◆ Directions: Every entry must be given again exactly.

◆ Records shown:
=== Section Start ===

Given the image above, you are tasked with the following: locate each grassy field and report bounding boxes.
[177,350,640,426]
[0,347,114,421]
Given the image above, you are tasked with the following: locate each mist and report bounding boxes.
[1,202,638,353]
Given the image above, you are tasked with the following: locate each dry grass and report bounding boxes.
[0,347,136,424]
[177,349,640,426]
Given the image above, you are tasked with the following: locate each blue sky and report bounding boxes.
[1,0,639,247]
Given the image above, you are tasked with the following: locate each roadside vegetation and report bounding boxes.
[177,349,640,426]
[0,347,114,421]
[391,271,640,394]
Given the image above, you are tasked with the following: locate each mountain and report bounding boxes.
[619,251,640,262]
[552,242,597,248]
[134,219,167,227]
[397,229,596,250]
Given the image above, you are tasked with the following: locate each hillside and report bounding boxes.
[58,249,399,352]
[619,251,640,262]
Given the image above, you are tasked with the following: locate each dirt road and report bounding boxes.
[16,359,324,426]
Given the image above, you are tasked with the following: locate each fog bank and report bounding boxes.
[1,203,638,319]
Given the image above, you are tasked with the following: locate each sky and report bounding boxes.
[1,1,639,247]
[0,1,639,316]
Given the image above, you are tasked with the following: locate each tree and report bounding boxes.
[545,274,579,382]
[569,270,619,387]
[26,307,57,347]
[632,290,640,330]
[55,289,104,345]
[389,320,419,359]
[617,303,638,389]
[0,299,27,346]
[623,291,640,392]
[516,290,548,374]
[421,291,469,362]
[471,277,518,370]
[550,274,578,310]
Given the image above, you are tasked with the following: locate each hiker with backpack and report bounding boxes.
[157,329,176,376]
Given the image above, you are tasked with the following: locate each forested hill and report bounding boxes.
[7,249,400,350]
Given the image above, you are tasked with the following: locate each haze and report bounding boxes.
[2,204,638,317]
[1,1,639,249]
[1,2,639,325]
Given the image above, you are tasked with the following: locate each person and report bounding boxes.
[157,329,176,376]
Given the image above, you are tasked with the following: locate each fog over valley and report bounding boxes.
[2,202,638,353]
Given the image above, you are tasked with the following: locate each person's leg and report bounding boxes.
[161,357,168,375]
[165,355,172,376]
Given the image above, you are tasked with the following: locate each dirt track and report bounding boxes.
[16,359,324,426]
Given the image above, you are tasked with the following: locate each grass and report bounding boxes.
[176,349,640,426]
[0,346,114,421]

=== Section End ===

◆ Answer for this exercise:
Given the image above, you are tasked with the following: locate each grassy field and report bounding boxes.
[177,350,640,426]
[0,347,114,421]
Given the image above, you are tasked with the following: locate each mist and report bounding boxes.
[1,202,638,353]
Given the image above, you are tasked with the following: locate each dry grass and report bounding boxes.
[0,347,136,424]
[177,349,640,426]
Given the image above, you are tasked with the following: locate each blue sky and report bounding boxes.
[1,0,639,247]
Given the image above, you are tasked with the following: locate each roadside vegetation and report bounding boxes.
[177,349,640,426]
[0,347,114,421]
[391,271,640,394]
Given the image above, you are tasked with the following: locate each mountain and report bounding boxes.
[619,251,640,262]
[552,242,597,248]
[134,219,167,227]
[397,229,596,250]
Given the image above, you are tasked with the following: locate each hillside and report bounding boxes.
[58,249,399,352]
[619,251,640,262]
Given the image above, you are tasked with the following: locate each dirt road and report bounding boxes.
[16,359,324,426]
Given the image above, you are tasked with the following: locate each fog bank and report bounding boxes.
[1,203,638,319]
Given the image above, you are tasked with the following: locate each sky and report bounding boxes.
[1,1,639,247]
[0,1,639,316]
Given the image above, you are tasked with the following: locate each tree and report bounding boxes.
[545,274,579,382]
[569,270,619,387]
[26,307,57,347]
[632,290,640,330]
[55,289,104,345]
[389,320,419,359]
[617,303,638,389]
[0,299,27,346]
[623,291,640,392]
[516,290,548,374]
[421,291,469,362]
[471,277,518,370]
[550,274,578,310]
Given the image above, you are tasked with the following: locate each hiker with backpack and report bounding boxes.
[157,329,176,376]
Given the image above, you are tasked with the following: locate each forested hill and report bounding boxes.
[7,249,400,350]
Given the image above, you are tasked with the following: locate each haze and report bounding boxes.
[2,204,638,317]
[1,1,639,249]
[1,2,639,325]
Given the image above, you are tasked with the following: locate each person and report bounding boxes.
[157,329,176,376]
Given the image above, you are tasked with the following: locate each fog over valley and report bounding boxes.
[2,202,638,353]
Given the image above, you are tasked with the following: locate each person's leg and report bounding boxes.
[161,357,168,375]
[165,355,172,376]
Given the image above, you are tasked with the following: locate each dirt track and report bounding boxes.
[16,359,324,426]
Given the image above, you are tasked with the following: locate each grass and report bounding boxes.
[176,349,640,426]
[0,346,114,421]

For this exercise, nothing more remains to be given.